▸ Document
============================================================
Glénat : trois livres à découvrir

Trois chroniques pour vous les faire découvrir !

Hippolyte

(dessin : Carole Chaland – scénario : Clotilde Bruneau – Editeur : Glénat/Vents d’Ouest – 128 pages – parution : février 2020)

Nous sommes dans les années 1870, quelque part en Arizona. Dans une région qui depuis quelque temps voit se multiplier attaques de diligence, vols armés, tueries sanglantes. Au début de cet album, un cow-boy se balade dans les rues d’une petite ville, envoie un télégramme dans lequel il dit avoir découvert qui sont les truands, et où les trouver.

On pourrait, dès lors, croire être en présence d’un western tout à fait traditionnel. Et c’est vrai que le cow-boy se fait capturer par ceux qu’il poursuit, comme dans tant et tant de livres consacrés à ce grand ouest qui fait toujours rêver !

Mais voilà… S’il se fait capturer, et emmener à Hippolyte, dans une ville fantôme cachée par les hasards d’une nature sauvage, ce n’est pas par une bande de hors-la-loi hirsutes, aux trognes patibulaires. Dans cette petite cité ne vivent que 27 personnes. 27 femmes. 27 voleuses, 27 tueuses.

A partir de là, on s’éloigne totalement de tous les codes du western. En prenant des femmes comme héroïnes, en les montrant au moins aussi violentes et cruelles que les hommes, en faisant d’elles des amazones prêtes à tout pour rester entre elles, même à oublier, voire renier, leur passé, la scénariste ne fait cependant pas œuvre féministe. Elle construit un récit sans temps mort, dans lequel les sentiments dépassent les clichés pour devenir des moteurs réels à une intrigue, une intrique qui se révèle encore plus horrible que ce que le lecteur en pressentait dans les premières pages.

Reconnaissons que le dessin de Carole Chaland, de temps en temps, est quelque peu malhabile. Par contre, ce qui n’est pas malhabile, c’est la vicacité de son trait, son sens du mouvement, son plaisir à caractériser physiquement chacune de ses personnages, par le visage, par le regard plus que par l’apparence. Ce qui n’est pas malhabile non plus, c’est la façon dont elle utilise la couleur, un peu à la manière des illustrations et des bd des années 70, dans le style, quelque peu, de Forest.
============================================================
▸ Extrait de liste
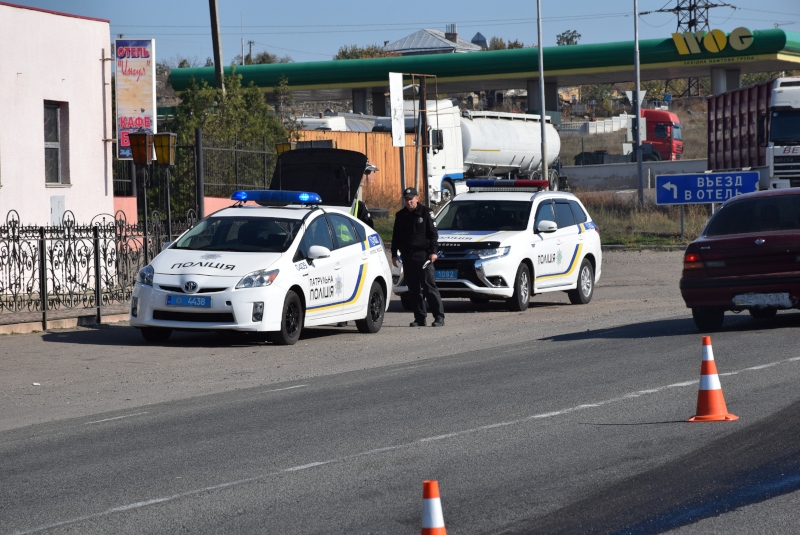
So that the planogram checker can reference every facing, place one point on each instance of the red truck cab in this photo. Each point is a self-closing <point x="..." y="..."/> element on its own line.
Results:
============================================================
D'après le document, combien de personnes vivent dans la ville fantôme d'Hippolyte ?

▸ Réponse
27 personnes, toutes des femmes.